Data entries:
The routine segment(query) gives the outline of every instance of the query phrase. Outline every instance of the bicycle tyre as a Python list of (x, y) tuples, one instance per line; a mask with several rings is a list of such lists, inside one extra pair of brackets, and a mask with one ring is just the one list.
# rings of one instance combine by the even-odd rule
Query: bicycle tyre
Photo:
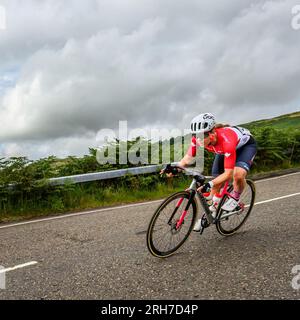
[[(174, 254), (187, 240), (187, 238), (189, 237), (190, 233), (193, 230), (194, 224), (196, 222), (196, 216), (197, 216), (197, 204), (195, 201), (195, 198), (192, 199), (191, 204), (189, 206), (188, 209), (188, 215), (192, 215), (191, 216), (191, 223), (190, 226), (188, 227), (188, 229), (186, 230), (186, 234), (183, 236), (183, 239), (176, 244), (173, 248), (169, 248), (167, 251), (162, 251), (161, 249), (157, 248), (157, 246), (154, 243), (154, 238), (153, 238), (153, 234), (155, 233), (155, 224), (158, 221), (159, 217), (162, 215), (163, 210), (172, 202), (172, 201), (176, 201), (179, 198), (185, 198), (185, 199), (189, 199), (190, 197), (190, 192), (188, 191), (179, 191), (176, 192), (174, 194), (172, 194), (171, 196), (169, 196), (167, 199), (165, 199), (160, 206), (156, 209), (154, 215), (151, 218), (151, 221), (149, 223), (148, 229), (147, 229), (147, 248), (149, 250), (149, 252), (155, 256), (155, 257), (159, 257), (159, 258), (167, 258), (169, 256), (171, 256), (172, 254)], [(191, 212), (190, 212), (191, 210)], [(172, 227), (170, 227), (170, 232), (172, 234)], [(166, 228), (167, 227), (167, 223), (166, 223)], [(178, 233), (182, 230), (182, 228), (180, 228), (180, 230), (178, 231)]]
[[(225, 201), (228, 199), (228, 196), (225, 195), (218, 205), (216, 228), (217, 228), (217, 231), (223, 236), (230, 236), (230, 235), (234, 234), (237, 230), (239, 230), (243, 226), (243, 224), (246, 222), (246, 220), (248, 219), (248, 217), (252, 211), (254, 201), (255, 201), (255, 194), (256, 194), (255, 184), (252, 180), (248, 180), (248, 179), (246, 180), (246, 183), (248, 184), (248, 186), (250, 187), (250, 190), (251, 190), (251, 200), (250, 200), (250, 204), (249, 204), (249, 209), (248, 209), (248, 212), (245, 214), (245, 217), (241, 220), (241, 222), (236, 227), (234, 227), (232, 229), (225, 229), (224, 226), (222, 225), (223, 220), (221, 219), (221, 217), (222, 217), (223, 210), (221, 209), (221, 207), (223, 206)], [(228, 191), (230, 192), (231, 190), (232, 190), (232, 186), (230, 186)]]

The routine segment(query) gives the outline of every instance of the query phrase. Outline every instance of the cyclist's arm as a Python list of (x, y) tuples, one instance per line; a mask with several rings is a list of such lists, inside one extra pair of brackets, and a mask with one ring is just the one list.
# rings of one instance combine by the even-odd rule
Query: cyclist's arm
[(192, 137), (190, 147), (186, 155), (179, 161), (179, 165), (182, 167), (188, 167), (195, 162), (195, 157), (197, 153), (197, 140), (196, 137)]
[(179, 162), (178, 165), (181, 167), (188, 167), (195, 162), (195, 157), (186, 154)]
[(218, 188), (227, 180), (230, 180), (233, 176), (233, 169), (225, 169), (222, 174), (217, 176), (215, 179), (212, 180), (214, 187)]
[(216, 188), (233, 177), (233, 169), (236, 161), (236, 144), (236, 135), (232, 135), (230, 139), (226, 139), (224, 142), (224, 173), (212, 180)]

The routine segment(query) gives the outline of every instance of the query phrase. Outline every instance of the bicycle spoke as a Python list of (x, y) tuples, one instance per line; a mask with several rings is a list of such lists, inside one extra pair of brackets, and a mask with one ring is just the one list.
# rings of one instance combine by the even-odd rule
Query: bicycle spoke
[(166, 237), (166, 235), (168, 233), (169, 233), (169, 230), (167, 232), (165, 232), (164, 235), (160, 238), (159, 242), (157, 242), (157, 245), (156, 245), (157, 247), (159, 247), (158, 244), (160, 244), (162, 242), (162, 240)]
[[(172, 251), (182, 245), (187, 235), (191, 232), (191, 226), (195, 217), (195, 204), (189, 207), (184, 221), (176, 229), (177, 223), (188, 203), (187, 194), (184, 194), (184, 199), (177, 208), (180, 199), (182, 199), (182, 196), (177, 196), (167, 205), (162, 206), (159, 215), (152, 225), (152, 246), (160, 254), (172, 253)], [(174, 212), (175, 210), (176, 212)], [(169, 221), (170, 223), (168, 223)]]
[(241, 206), (243, 206), (243, 208), (241, 210), (238, 210), (236, 213), (234, 213), (234, 211), (232, 213), (223, 211), (220, 215), (220, 220), (217, 225), (218, 231), (220, 231), (222, 234), (231, 234), (239, 229), (248, 217), (250, 210), (252, 209), (252, 198), (253, 191), (250, 184), (247, 183), (244, 192), (242, 193), (239, 200), (239, 203), (241, 204)]

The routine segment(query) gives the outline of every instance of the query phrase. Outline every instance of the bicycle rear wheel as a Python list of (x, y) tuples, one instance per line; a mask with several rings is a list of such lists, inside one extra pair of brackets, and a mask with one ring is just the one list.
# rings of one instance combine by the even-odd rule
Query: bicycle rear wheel
[(150, 253), (159, 258), (174, 254), (190, 235), (196, 221), (197, 205), (195, 198), (178, 227), (186, 205), (191, 197), (188, 191), (180, 191), (168, 197), (155, 211), (148, 230), (147, 247)]
[[(223, 236), (235, 233), (246, 222), (249, 217), (255, 200), (255, 185), (251, 180), (246, 180), (246, 187), (240, 197), (239, 206), (233, 212), (221, 209), (228, 196), (224, 196), (217, 209), (216, 228)], [(232, 190), (232, 186), (228, 191)]]

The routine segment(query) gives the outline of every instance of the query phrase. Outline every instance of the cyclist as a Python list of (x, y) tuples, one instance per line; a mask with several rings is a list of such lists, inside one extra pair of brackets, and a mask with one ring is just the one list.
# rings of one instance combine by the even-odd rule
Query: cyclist
[[(182, 167), (192, 164), (197, 146), (204, 146), (209, 152), (216, 153), (212, 166), (214, 179), (199, 189), (202, 193), (211, 191), (207, 199), (212, 199), (220, 192), (223, 183), (233, 178), (231, 198), (222, 206), (223, 210), (233, 211), (238, 206), (246, 185), (246, 176), (257, 152), (255, 139), (245, 128), (216, 124), (215, 117), (211, 113), (203, 113), (193, 118), (191, 132), (193, 135), (191, 145), (178, 164)], [(202, 141), (196, 136), (197, 134), (204, 134)], [(200, 227), (201, 219), (195, 224), (194, 231), (199, 231)]]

- [PROMPT]
What this exercise asks for is every line of the data above with the word "tyre".

- [YOUR RESPONSE]
The routine segment(query) gives the outline of every instance of the query phrase. Outline every instance of the bicycle tyre as a Python list of (x, y) tuples, one instance per line; a mask with several rings is a list of such lists, inside one extra pair of brackets, and a mask with one ring is just the one list.
Query: bicycle tyre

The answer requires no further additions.